» **Exercise aim**
The entries that follow contain images, which should be left out; output everything else exactly.
*** Supplied records Section Begins ***
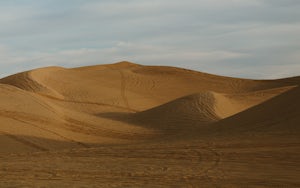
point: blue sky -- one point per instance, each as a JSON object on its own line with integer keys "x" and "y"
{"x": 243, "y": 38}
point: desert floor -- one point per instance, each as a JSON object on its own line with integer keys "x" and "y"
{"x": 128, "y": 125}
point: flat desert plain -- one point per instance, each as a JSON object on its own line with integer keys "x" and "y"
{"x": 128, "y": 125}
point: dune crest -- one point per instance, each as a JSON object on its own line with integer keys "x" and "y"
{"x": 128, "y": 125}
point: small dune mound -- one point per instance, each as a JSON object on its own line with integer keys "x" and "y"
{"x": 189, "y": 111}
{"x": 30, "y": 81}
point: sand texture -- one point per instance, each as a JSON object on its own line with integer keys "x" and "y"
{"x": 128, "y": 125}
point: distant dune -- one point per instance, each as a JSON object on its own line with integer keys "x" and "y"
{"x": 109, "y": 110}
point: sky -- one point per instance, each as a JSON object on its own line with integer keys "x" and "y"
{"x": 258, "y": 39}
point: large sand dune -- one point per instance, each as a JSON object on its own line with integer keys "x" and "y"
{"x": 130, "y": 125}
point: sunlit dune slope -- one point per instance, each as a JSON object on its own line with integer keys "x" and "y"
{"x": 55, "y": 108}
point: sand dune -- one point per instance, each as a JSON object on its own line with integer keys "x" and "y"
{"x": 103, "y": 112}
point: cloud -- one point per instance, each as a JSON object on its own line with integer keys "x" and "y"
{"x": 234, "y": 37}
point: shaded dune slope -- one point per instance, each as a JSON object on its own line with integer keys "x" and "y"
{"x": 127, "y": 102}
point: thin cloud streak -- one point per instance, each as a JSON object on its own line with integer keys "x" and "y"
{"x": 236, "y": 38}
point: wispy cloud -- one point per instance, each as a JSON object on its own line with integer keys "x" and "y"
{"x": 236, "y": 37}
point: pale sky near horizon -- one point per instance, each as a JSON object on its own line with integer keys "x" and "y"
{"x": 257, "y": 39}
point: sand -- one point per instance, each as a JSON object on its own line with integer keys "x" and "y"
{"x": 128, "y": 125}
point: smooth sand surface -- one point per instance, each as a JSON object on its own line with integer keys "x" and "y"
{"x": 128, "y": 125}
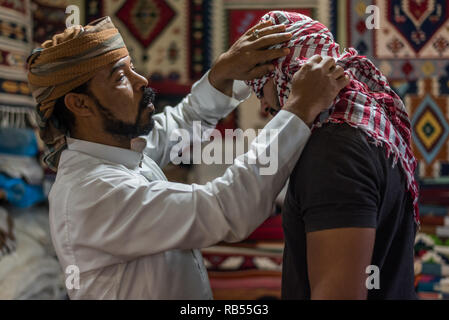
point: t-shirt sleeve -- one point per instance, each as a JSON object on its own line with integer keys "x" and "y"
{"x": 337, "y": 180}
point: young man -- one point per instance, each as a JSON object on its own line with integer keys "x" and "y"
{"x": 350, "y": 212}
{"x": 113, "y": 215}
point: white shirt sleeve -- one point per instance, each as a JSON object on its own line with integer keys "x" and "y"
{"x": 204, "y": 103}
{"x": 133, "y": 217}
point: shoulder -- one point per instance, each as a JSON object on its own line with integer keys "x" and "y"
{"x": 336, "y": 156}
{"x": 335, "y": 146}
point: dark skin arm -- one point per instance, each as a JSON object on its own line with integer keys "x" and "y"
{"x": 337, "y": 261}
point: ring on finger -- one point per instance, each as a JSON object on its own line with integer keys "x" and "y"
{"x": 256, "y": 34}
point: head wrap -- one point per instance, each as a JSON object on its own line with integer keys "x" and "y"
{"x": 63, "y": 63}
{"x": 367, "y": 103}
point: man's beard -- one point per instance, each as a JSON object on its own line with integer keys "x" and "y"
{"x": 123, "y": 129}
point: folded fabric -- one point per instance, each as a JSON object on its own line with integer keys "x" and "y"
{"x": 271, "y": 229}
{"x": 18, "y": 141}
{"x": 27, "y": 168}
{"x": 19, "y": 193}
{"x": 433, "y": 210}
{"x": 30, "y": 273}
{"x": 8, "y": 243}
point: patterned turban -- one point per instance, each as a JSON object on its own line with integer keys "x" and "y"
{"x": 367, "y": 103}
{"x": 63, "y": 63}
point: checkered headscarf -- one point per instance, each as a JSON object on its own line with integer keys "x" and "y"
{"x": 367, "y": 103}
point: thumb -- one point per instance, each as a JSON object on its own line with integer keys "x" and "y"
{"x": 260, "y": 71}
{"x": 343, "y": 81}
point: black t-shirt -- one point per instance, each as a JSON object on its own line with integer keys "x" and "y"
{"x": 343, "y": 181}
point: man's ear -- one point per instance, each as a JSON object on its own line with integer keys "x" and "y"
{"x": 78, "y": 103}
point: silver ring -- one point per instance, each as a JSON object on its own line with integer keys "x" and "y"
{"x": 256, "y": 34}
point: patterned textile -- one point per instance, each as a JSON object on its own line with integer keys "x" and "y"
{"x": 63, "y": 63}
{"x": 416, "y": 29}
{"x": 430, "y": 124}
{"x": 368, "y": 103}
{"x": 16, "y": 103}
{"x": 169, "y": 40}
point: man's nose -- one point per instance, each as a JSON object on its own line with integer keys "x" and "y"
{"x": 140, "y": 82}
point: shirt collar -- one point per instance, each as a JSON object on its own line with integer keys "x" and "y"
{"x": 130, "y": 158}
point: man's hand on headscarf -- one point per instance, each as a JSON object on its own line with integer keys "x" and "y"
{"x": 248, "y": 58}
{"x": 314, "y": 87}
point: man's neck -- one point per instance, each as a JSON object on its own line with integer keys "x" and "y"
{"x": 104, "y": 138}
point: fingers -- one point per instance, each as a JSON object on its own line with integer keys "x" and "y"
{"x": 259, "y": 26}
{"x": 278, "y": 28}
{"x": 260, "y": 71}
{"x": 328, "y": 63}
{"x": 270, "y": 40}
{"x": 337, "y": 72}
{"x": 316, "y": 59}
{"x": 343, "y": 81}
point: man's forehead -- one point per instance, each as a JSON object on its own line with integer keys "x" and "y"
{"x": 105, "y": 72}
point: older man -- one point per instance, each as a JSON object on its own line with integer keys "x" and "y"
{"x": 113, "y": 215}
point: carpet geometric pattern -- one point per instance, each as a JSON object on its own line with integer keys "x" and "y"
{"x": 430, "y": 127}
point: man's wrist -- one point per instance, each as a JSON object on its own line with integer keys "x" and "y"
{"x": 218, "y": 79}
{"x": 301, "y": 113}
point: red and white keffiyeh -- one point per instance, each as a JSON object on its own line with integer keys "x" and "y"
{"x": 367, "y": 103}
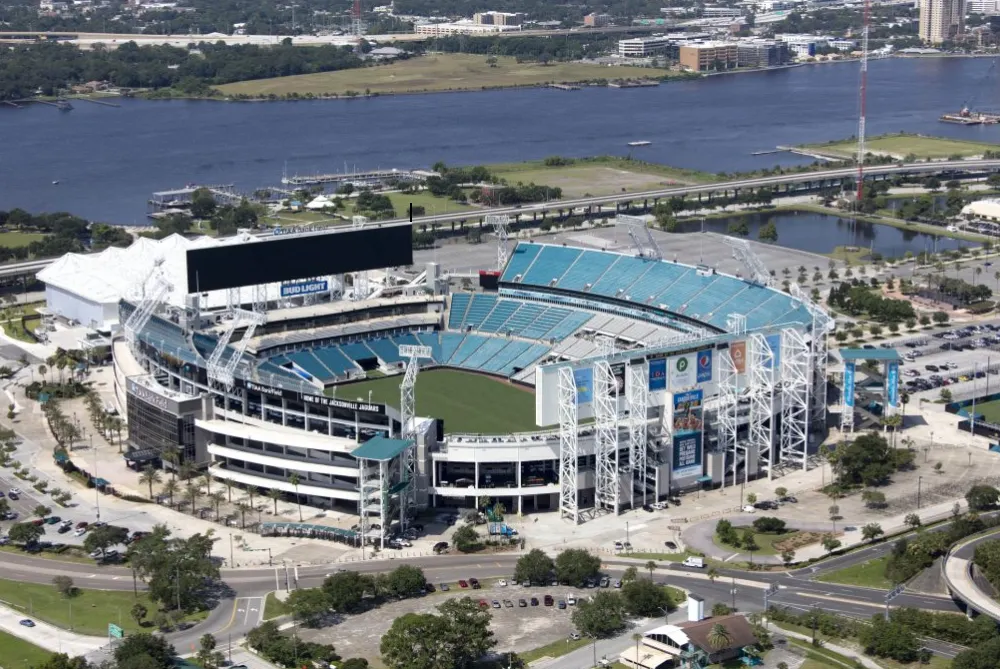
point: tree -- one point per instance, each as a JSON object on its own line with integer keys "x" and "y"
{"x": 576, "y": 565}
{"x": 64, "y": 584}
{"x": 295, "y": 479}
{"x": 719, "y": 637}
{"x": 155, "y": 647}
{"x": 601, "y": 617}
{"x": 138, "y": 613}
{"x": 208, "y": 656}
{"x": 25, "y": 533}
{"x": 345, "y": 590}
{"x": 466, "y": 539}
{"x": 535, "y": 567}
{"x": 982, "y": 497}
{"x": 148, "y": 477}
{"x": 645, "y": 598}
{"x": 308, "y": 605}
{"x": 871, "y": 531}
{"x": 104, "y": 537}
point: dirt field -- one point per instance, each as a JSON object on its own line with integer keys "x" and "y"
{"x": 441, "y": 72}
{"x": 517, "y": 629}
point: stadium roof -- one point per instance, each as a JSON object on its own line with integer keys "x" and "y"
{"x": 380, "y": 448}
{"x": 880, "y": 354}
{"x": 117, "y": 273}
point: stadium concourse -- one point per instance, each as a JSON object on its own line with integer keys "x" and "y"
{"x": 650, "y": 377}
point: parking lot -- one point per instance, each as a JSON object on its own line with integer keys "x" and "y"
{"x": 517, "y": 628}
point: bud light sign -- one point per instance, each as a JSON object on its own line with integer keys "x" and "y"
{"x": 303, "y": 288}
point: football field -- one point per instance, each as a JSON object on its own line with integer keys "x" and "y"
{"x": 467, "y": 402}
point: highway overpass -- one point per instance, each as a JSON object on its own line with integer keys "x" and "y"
*** Supplied records Section Ends ***
» **Exercise answer**
point: blue sky -- one point per instance, each as a JSON object on its own line with integer keys "x" and "y"
{"x": 243, "y": 38}
point: desert floor -- one point per instance, each as a JSON object on its own line with integer keys "x" and "y"
{"x": 128, "y": 125}
point: flat desert plain -- one point per instance, each as a JSON object on its own line with integer keys "x" and "y"
{"x": 128, "y": 125}
point: dune crest -- one point per instance, each as a JSON object on its own line with integer keys "x" and "y"
{"x": 128, "y": 125}
point: small dune mound -- one point per instance, each as a JSON object on its own line with integer keys "x" and "y"
{"x": 189, "y": 111}
{"x": 30, "y": 81}
point: sand texture -- one point per instance, each as a JSON object on its own line with integer keys "x" and "y"
{"x": 128, "y": 125}
point: distant dune -- one point per instance, each as a JSON object on its own line with integer keys "x" and "y"
{"x": 109, "y": 110}
point: sky -- one point per instance, each as a JSON object on its own line with integer keys "x" and "y"
{"x": 258, "y": 39}
point: large sand dune -- one point per instance, each as a JSON object on its own line with integer keys "x" and "y"
{"x": 130, "y": 125}
point: sunlit dune slope -- one point per instance, each as a JSON object on its own line with integer keys "x" and "y"
{"x": 55, "y": 108}
point: sand dune -- one point per instance, each as a JSON object on its own line with integer keys "x" and "y"
{"x": 103, "y": 112}
point: cloud -- one point per instance, each as a JSON object on its own line with integer keys "x" and "y"
{"x": 234, "y": 37}
point: shaded dune slope -- one point per instance, each as a JSON object on its own line with integer keys "x" and "y"
{"x": 127, "y": 102}
point: thin cloud streak -- one point per instance, each as a JSON object on its own line with integer keys "x" and "y"
{"x": 236, "y": 38}
point: wispy cloud -- one point per instance, each as a JSON object on its own line with integer keys "x" and "y"
{"x": 236, "y": 37}
point: pale sky near horizon -- one point per instance, each as a JSON object on its own line with integer keys "x" and "y"
{"x": 257, "y": 39}
point: sand -- one point per instance, each as a JSON object on its own line with integer keys "x" and "y"
{"x": 128, "y": 125}
point: smooth sand surface -- one point per instance, each as a JSON object on its own line with integer keys "x" and "y"
{"x": 128, "y": 125}
point: t-shirt sleeve -- one point per instance, each as a JSON object on its own line with integer keys "x" and "y"
{"x": 337, "y": 180}
point: young man -- one point per instance, each as a JSON object on its own line with integer keys "x" and "y"
{"x": 350, "y": 212}
{"x": 113, "y": 215}
point: white shirt sleeve -- one point per instance, each as a JSON object on its own line with integer keys "x" and "y"
{"x": 204, "y": 103}
{"x": 133, "y": 217}
point: shoulder -- one point per instance, each as a JSON object on its own line with integer keys "x" and "y"
{"x": 336, "y": 156}
{"x": 335, "y": 146}
point: dark skin arm -- one point per instance, each as a JSON object on its own line with integer keys "x" and "y"
{"x": 337, "y": 261}
point: ring on finger -- one point per instance, each as a JSON object on its own line with integer keys "x" and "y"
{"x": 256, "y": 34}
point: head wrap -- one point per instance, each as a JSON object on its own line with integer keys "x" and "y"
{"x": 63, "y": 63}
{"x": 367, "y": 103}
point: man's beard -- one point per instance, each as a JSON object on its own line with integer keys "x" and "y"
{"x": 123, "y": 129}
point: folded fabric -- one point per instance, each as a JSON object on its own line with integer keys "x" and "y"
{"x": 271, "y": 229}
{"x": 18, "y": 141}
{"x": 27, "y": 168}
{"x": 19, "y": 193}
{"x": 433, "y": 210}
{"x": 30, "y": 273}
{"x": 8, "y": 243}
point: patterned turban -- one point per instance, each as a JSON object on its own line with integer keys "x" and "y"
{"x": 367, "y": 103}
{"x": 63, "y": 63}
point: checkered headscarf -- one point per instance, each as a JSON object on its own line with integer keys "x" and "y"
{"x": 367, "y": 103}
point: thumb -- one point per instance, each as a JSON object on its own line with integer keys "x" and "y"
{"x": 260, "y": 71}
{"x": 343, "y": 81}
point: black t-shirt -- one point per instance, each as a JSON object on its own line with integer keys "x" and "y"
{"x": 343, "y": 181}
point: man's ear -- one point per instance, each as a JSON object on its own line with integer keys "x" and "y"
{"x": 78, "y": 103}
point: silver ring -- one point per instance, each as a JSON object on its own line with integer keys "x" and "y"
{"x": 256, "y": 34}
point: patterned textile -- one point per instance, each as a JSON object on its own line with integer keys "x" and "y"
{"x": 63, "y": 63}
{"x": 416, "y": 29}
{"x": 430, "y": 124}
{"x": 368, "y": 103}
{"x": 16, "y": 103}
{"x": 169, "y": 40}
point: man's nose -- one point per instance, each as a JSON object on its own line with integer keys "x" and "y"
{"x": 140, "y": 82}
point: shirt collar -- one point per instance, each as a JSON object on its own line with integer keys "x" and "y"
{"x": 130, "y": 158}
point: man's hand on headscarf -- one point per instance, each as a JSON object on its own line with integer keys "x" and "y"
{"x": 248, "y": 58}
{"x": 314, "y": 87}
point: man's neck -- one point per instance, each as a JSON object on its own line with integer keys "x" and "y"
{"x": 104, "y": 138}
point: fingers -- one point per instance, each as a JSON object on its own line with integer keys "x" and "y"
{"x": 259, "y": 26}
{"x": 278, "y": 28}
{"x": 260, "y": 71}
{"x": 328, "y": 63}
{"x": 270, "y": 40}
{"x": 337, "y": 72}
{"x": 316, "y": 59}
{"x": 343, "y": 81}
point: man's forehead -- one point per instance, each as a JSON object on its own line with integer keys "x" and "y"
{"x": 105, "y": 72}
point: older man -- one point per instance, each as a JSON object on its own line with integer keys "x" and "y"
{"x": 113, "y": 215}
point: carpet geometric pattern -- one point per instance, each as a JSON object on its own line with integer keys "x" and "y"
{"x": 430, "y": 127}
point: man's wrist -- one point per instance, each as a JSON object on its own line with integer keys "x" and "y"
{"x": 218, "y": 79}
{"x": 301, "y": 113}
point: red and white keffiyeh -- one point per instance, each as a JSON object on its own line with integer keys "x" and "y"
{"x": 367, "y": 103}
point: tree -- one point per instance, each as a JSON object on its own line with integer keys "x" and "y"
{"x": 576, "y": 565}
{"x": 64, "y": 584}
{"x": 295, "y": 479}
{"x": 719, "y": 637}
{"x": 155, "y": 647}
{"x": 601, "y": 617}
{"x": 138, "y": 613}
{"x": 208, "y": 656}
{"x": 25, "y": 533}
{"x": 345, "y": 590}
{"x": 466, "y": 539}
{"x": 535, "y": 567}
{"x": 982, "y": 497}
{"x": 148, "y": 477}
{"x": 645, "y": 598}
{"x": 308, "y": 605}
{"x": 871, "y": 531}
{"x": 104, "y": 537}
point: dirt field -- one point per instance, each as a JSON object on its own line with integer keys "x" and "y"
{"x": 441, "y": 72}
{"x": 517, "y": 629}
point: stadium roof -- one point per instance, each as a JSON object on its own line with integer keys "x" and "y"
{"x": 380, "y": 448}
{"x": 880, "y": 354}
{"x": 117, "y": 273}
point: stadium concourse -- one point per instance, each as a JSON object on its own line with integer keys "x" and "y"
{"x": 650, "y": 377}
point: parking lot -- one point per instance, each as a JSON object on its own line with integer keys "x" and "y"
{"x": 517, "y": 628}
point: bud light sign -- one point per instance, each as a JSON object on its own line with integer keys "x" and "y"
{"x": 303, "y": 288}
point: football field -- one point per instance, each as a JSON object on its own line with integer keys "x" and "y"
{"x": 467, "y": 402}
point: highway overpass -- one point per instance, each as a JSON object on its own line with integer keys "x" and "y"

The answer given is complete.